> [Extract]:
▼

We will, I guess, get to see what happens when Firefox OS comes along. Then,
again it's so very different from Android (and Android is so far from a
traditional Linux distro), that I don't know if the OFUI theory will really be
tested in that case, since there are so many other variables.

Generally, the "OFUI" idea is good as long as it's the OFUI that _I_ like. I
happen to really like Gnome 3, so I'm fine with it being the One True UI of my
preferred Linux distro (Fedora). If I hated Gnome 3 (and I understand why
people do...it had a rough and very buggy and very restrictive breaking in
period that lasted a lot longer than it should have), I'd be pissed off at the
suggestion that KDE (or LXDE or XFCE or whatever) should be removed
completely.

▲

> [Record set]:
▼

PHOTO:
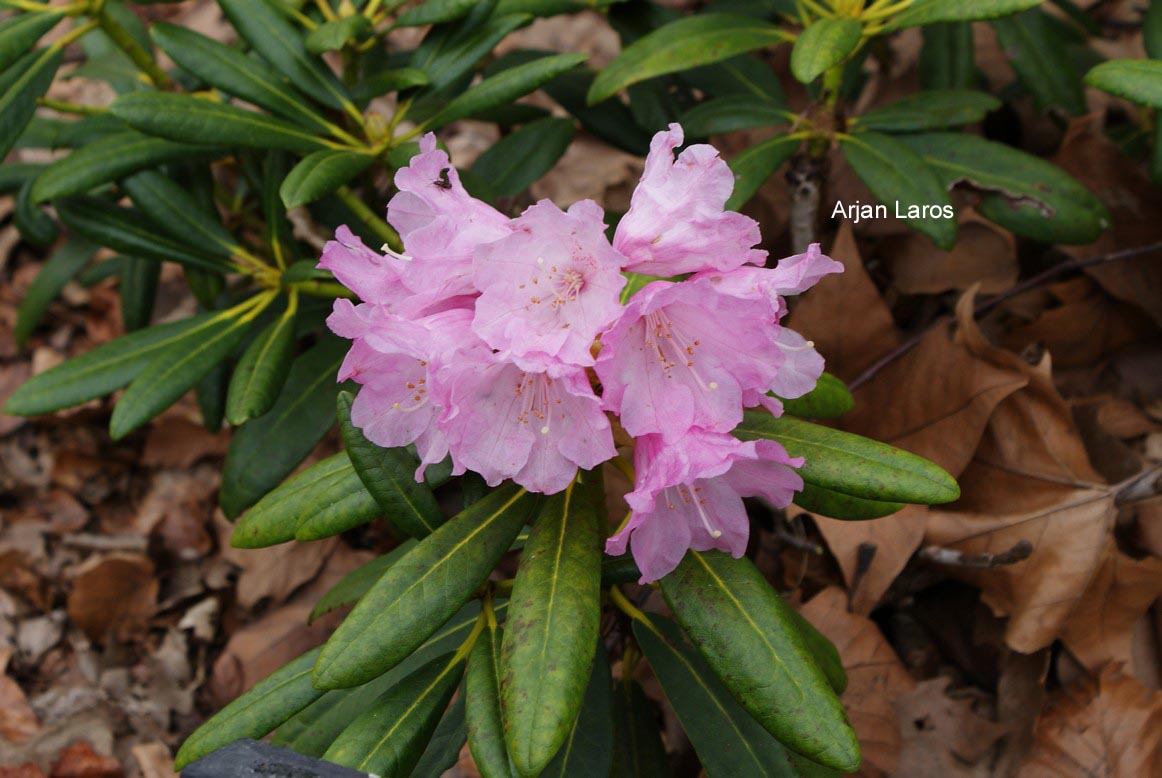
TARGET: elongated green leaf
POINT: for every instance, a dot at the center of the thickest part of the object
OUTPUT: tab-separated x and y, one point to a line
277	40
266	449
422	590
829	398
853	465
389	737
930	12
931	109
1139	80
28	79
482	688
262	372
174	371
321	174
389	476
507	86
684	43
748	638
20	34
588	750
1023	193
64	264
757	164
522	157
356	583
193	120
99	372
822	45
901	180
235	73
270	703
727	740
730	114
552	628
126	230
108	159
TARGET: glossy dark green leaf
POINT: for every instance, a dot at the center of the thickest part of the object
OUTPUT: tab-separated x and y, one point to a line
853	465
99	372
389	476
63	265
522	157
275	38
750	640
1023	193
553	621
422	590
174	371
265	706
193	120
262	372
684	43
321	174
824	44
269	448
901	180
391	735
108	159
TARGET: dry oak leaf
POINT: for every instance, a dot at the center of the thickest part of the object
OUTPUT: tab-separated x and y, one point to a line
1109	727
875	678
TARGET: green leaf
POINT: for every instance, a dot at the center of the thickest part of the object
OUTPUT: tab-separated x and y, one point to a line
931	109
681	44
391	735
1040	56
174	371
334	35
853	465
422	590
20	33
109	159
126	230
750	639
275	38
356	583
64	264
267	448
388	475
588	750
824	44
930	12
193	120
507	86
522	157
265	706
235	73
899	179
829	400
28	79
727	740
97	373
321	174
757	164
262	371
1134	79
730	114
1023	193
553	622
486	726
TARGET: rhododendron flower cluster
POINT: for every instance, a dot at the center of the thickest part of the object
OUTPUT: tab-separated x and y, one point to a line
506	343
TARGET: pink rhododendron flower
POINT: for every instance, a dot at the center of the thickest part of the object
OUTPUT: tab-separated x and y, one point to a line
676	222
688	494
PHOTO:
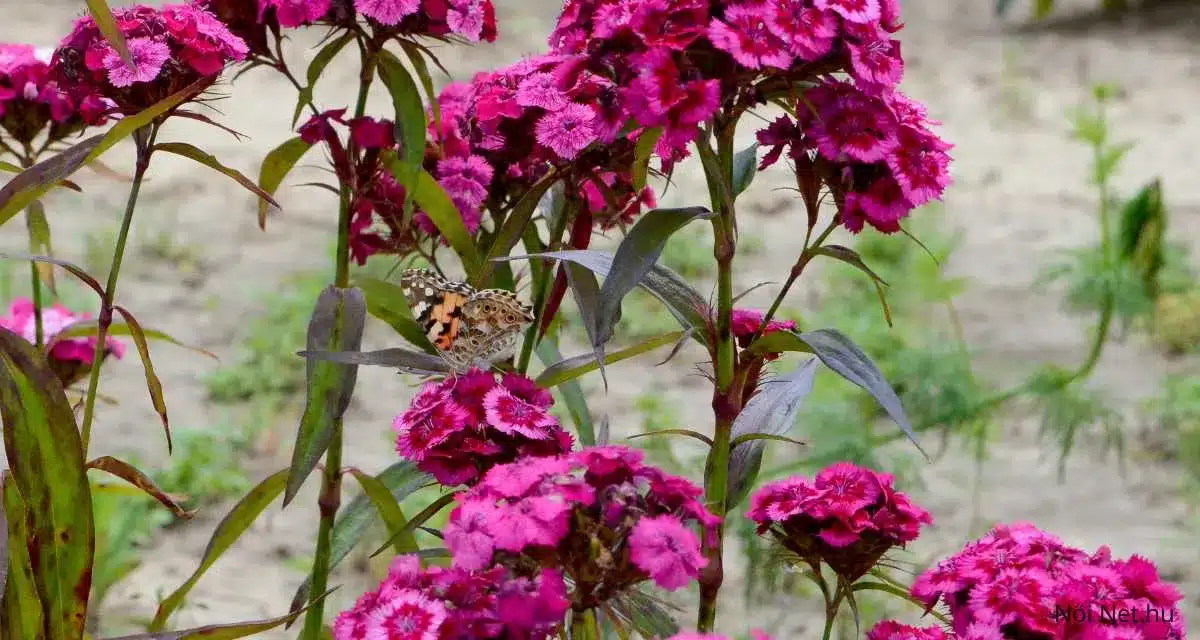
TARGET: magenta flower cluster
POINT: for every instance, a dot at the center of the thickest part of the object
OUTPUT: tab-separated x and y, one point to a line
455	604
69	357
609	520
460	428
1019	581
172	47
847	516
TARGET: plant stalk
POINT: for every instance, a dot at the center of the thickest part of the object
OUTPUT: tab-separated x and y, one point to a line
144	141
330	498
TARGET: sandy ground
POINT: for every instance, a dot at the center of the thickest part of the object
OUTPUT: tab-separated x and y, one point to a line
1019	196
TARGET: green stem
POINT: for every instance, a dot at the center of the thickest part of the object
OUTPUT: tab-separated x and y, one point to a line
330	498
585	626
144	141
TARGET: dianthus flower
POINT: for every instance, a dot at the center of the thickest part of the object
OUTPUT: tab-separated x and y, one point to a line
460	428
891	629
455	604
1019	581
876	153
70	358
604	516
30	100
847	518
173	47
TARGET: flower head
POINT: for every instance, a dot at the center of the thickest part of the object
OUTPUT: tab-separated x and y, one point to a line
603	515
172	48
433	604
1012	581
71	358
460	428
847	516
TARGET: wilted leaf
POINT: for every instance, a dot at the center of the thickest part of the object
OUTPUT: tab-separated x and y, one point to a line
135	476
45	454
406	360
387	301
579	365
745	166
107	25
571	394
36	180
153	383
437	204
840	354
276	166
771	411
193	153
401	479
319	61
329	386
22	610
228	531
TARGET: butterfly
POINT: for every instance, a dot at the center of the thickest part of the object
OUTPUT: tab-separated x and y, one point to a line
468	327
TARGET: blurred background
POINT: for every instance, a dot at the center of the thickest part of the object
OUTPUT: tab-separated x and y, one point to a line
1063	115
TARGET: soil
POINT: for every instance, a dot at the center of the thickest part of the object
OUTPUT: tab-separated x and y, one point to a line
1020	195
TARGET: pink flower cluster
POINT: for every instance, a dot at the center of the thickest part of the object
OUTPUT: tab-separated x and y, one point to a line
677	63
172	47
601	514
462	426
69	357
1019	581
847	516
455	604
505	129
30	99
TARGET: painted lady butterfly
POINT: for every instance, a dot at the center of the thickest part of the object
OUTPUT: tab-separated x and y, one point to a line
468	327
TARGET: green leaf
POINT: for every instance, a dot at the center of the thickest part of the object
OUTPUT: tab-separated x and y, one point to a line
401	479
840	354
85	328
228	531
406	360
642	155
135	476
387	301
341	315
276	166
688	432
579	365
222	632
745	167
437	204
571	395
40	240
153	383
45	454
33	183
411	121
772	411
193	153
388	508
688	306
107	25
21	615
324	57
515	225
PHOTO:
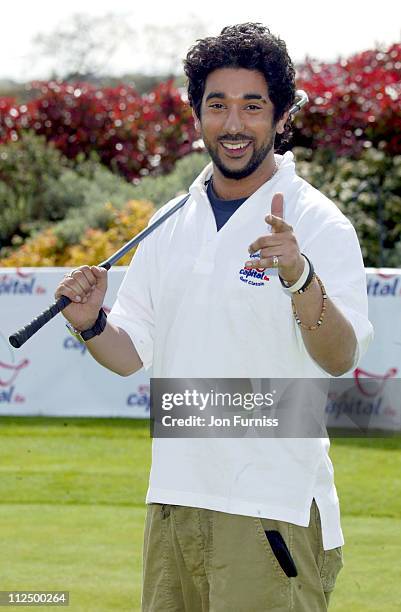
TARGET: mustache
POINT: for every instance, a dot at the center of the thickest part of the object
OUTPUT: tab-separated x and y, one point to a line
236	138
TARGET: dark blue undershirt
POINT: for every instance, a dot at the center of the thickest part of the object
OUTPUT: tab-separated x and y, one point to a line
222	209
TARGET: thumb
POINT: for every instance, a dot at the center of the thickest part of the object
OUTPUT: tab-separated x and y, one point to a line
277	207
99	273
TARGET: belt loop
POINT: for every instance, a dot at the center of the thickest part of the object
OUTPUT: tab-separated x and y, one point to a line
165	511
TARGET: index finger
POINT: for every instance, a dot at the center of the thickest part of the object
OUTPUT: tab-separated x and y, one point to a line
276	218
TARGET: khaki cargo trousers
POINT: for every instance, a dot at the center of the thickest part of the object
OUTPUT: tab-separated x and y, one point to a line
198	560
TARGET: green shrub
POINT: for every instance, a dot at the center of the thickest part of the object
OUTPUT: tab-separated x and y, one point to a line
368	191
24	167
103	186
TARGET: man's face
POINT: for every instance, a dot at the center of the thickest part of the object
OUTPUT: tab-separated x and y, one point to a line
237	121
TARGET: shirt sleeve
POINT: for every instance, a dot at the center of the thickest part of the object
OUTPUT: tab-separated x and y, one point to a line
133	309
337	259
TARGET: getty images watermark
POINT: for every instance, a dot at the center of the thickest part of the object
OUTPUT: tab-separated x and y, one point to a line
215	400
300	408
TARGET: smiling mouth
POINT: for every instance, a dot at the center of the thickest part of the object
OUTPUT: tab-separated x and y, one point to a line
235	149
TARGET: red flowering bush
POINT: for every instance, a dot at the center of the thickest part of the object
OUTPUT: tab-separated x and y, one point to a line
132	134
354	103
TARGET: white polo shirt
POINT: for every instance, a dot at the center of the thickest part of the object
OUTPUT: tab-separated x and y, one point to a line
192	312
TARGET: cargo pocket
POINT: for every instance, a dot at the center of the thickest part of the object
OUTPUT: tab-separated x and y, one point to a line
332	564
277	545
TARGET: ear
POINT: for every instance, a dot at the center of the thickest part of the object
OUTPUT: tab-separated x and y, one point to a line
281	123
197	122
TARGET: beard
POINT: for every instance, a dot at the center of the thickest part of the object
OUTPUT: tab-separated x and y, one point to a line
258	156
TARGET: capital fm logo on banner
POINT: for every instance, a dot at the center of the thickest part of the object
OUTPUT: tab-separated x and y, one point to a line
20	283
372	396
140	398
10	370
384	285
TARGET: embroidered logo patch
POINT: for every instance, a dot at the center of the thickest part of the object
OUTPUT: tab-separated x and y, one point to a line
253	276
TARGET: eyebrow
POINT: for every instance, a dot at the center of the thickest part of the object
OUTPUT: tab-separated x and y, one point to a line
250	96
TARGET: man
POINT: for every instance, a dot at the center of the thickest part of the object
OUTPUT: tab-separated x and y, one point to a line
226	288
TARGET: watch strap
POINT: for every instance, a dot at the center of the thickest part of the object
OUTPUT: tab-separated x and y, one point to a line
97	328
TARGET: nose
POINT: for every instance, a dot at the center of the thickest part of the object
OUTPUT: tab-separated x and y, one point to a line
234	122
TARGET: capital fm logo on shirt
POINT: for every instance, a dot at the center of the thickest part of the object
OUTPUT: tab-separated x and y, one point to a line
20	283
384	285
10	370
254	276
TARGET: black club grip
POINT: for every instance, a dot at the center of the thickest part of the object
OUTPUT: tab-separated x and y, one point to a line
21	336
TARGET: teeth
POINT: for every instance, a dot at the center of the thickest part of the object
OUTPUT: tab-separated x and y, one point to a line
240	145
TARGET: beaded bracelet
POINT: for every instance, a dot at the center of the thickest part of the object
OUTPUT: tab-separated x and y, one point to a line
318	324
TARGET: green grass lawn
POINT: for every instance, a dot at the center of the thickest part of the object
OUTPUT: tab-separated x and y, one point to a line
72	511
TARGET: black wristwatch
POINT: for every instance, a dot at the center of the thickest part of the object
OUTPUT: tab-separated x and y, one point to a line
96	330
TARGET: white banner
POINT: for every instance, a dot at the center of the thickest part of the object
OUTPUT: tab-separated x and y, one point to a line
53	374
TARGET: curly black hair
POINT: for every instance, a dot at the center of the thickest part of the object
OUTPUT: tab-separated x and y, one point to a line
247	45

▲

> [Task list]:
(1) Retype the entire Gnome 3 post word for word.
(2) Show every line of the entries that contains the string "cargo", matching case exactly.

> [Solutions to each task]:
(1)
We will, I guess, get to see what happens when Firefox OS comes along. Then,
again it's so very different from Android (and Android is so far from a
traditional Linux distro), that I don't know if the OFUI theory will really be
tested in that case, since there are so many other variables.

Generally, the "OFUI" idea is good as long as it's the OFUI that _I_ like. I
happen to really like Gnome 3, so I'm fine with it being the One True UI of my
preferred Linux distro (Fedora). If I hated Gnome 3 (and I understand why
people do...it had a rough and very buggy and very restrictive breaking in
period that lasted a lot longer than it should have), I'd be pissed off at the
suggestion that KDE (or LXDE or XFCE or whatever) should be removed
completely.

(2)
TARGET: khaki cargo trousers
TARGET: cargo pocket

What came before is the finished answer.